> [Parts of the exercise]:
**1.** Write out, word for word, everything in the summer solstice passage from "For individuals struggling" down to "food and body.".
**2.** Which words does the summer solstice passage name as ones that come to mind with summer? List them all.

Summer Solstice marks the day when the sun will appear at its highest point in the sky and there is more daylight than any other day in the year. This year, solstice will begin on June 21st for those of us in the Northern half of the world. This day ushers in the beginning of summer and bears a special recognition for the wondrousness of the sun and all it does to sustain our life. Our sun, the fiery ball in the sky, is an incredible life force for us on earth as it marks the beginning and ending of each day, provides us with natural Vitamin D, life giving heat, light, and ultimately holds the solar system together.

In many ancient cultures summer solstice was celebrated with festivals, holidays, and rituals. For those of us in the West, we are often having a different kind of celebration: a break from school or a vacation from work. Quite fitting as the word solstice is derived from the Latin words sol (sun) and sistere (to stand still or stop). Summer is a time to break from the rigors and stress of school or work and engage in relaxation and play. For many people it is associated with freedom and positive emotions. Words like vacation, friendship, joy, warmth, and exploration come to mind. Summer often symbolizes freedom, growth, and love.

For individuals struggling with an eating disorder or body image issues, summer vacation may be a very different experience. It can be an extraordinarily stressful time. Instead of freedom, rest, and play they feel increased pressure and distress. The consistent schedule of school and work is no longer available in the same ways and the less structured days of summer and the standing still metaphor of the solstice creates anxiety and fear about food and body.

> [Information given]:
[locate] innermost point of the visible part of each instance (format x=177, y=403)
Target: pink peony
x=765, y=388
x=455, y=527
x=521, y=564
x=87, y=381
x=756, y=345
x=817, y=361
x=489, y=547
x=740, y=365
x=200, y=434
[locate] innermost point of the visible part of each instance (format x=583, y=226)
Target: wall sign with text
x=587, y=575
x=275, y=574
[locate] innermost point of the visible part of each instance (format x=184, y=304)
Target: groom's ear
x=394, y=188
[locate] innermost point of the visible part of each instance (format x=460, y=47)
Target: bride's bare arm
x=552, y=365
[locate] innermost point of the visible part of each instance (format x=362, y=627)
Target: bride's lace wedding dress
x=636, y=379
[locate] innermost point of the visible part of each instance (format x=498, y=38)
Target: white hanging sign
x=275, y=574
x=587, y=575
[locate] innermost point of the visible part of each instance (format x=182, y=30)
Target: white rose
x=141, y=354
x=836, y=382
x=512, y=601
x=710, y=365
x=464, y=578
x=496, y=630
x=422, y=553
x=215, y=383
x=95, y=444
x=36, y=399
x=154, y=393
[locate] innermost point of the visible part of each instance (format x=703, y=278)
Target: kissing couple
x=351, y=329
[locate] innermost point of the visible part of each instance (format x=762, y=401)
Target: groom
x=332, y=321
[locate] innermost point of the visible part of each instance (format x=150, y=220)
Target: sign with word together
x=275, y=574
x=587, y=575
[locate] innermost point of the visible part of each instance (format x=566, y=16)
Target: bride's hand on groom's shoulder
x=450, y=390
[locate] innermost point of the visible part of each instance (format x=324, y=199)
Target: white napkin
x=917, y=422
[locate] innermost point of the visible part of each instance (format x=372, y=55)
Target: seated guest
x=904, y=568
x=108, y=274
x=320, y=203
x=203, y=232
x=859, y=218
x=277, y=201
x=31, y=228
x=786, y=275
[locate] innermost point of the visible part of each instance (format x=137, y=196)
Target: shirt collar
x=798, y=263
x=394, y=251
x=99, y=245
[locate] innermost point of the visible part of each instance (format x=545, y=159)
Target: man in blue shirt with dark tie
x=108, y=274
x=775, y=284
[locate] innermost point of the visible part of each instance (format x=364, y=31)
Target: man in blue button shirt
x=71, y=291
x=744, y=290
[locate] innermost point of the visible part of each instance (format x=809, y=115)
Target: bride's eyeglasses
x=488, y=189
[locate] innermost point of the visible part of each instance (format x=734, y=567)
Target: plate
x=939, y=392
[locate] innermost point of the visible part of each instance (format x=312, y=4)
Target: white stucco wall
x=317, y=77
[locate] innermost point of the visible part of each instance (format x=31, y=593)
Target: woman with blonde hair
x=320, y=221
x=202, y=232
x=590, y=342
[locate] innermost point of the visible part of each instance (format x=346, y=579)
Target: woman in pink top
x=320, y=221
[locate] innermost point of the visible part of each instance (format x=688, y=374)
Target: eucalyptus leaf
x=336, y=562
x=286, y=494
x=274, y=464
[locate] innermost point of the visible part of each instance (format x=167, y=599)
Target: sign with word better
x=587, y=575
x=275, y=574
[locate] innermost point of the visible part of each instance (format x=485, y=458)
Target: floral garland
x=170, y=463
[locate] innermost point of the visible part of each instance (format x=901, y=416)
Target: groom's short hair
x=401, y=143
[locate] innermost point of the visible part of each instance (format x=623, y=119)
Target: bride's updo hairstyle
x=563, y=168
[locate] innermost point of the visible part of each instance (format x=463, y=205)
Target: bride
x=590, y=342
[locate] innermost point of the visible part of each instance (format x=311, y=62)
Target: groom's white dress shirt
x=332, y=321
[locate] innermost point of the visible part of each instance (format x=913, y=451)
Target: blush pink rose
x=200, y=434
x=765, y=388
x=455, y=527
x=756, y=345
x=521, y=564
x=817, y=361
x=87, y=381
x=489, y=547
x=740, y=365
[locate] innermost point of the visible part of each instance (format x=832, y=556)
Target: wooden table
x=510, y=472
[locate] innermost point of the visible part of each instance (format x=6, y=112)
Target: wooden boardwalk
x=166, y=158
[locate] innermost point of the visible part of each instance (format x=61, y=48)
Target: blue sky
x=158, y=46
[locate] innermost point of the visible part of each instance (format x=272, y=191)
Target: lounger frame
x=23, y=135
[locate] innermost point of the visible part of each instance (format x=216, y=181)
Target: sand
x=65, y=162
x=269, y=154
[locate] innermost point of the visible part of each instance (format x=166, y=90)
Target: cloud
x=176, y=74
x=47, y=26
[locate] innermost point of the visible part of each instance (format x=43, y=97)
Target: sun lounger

> [List of solutions]:
**1.**
For individuals struggling with an eating disorder or body image issues, summer vacation may be a very different experience. It can be an extraordinarily stressful time. Instead of freedom, rest, and play they feel increased pressure and distress. The consistent schedule of school and work is no longer available in the same ways and the less structured days of summer and the standing still metaphor of the solstice creates anxiety and fear about food and body.

**2.** vacation, friendship, joy, warmth, exploration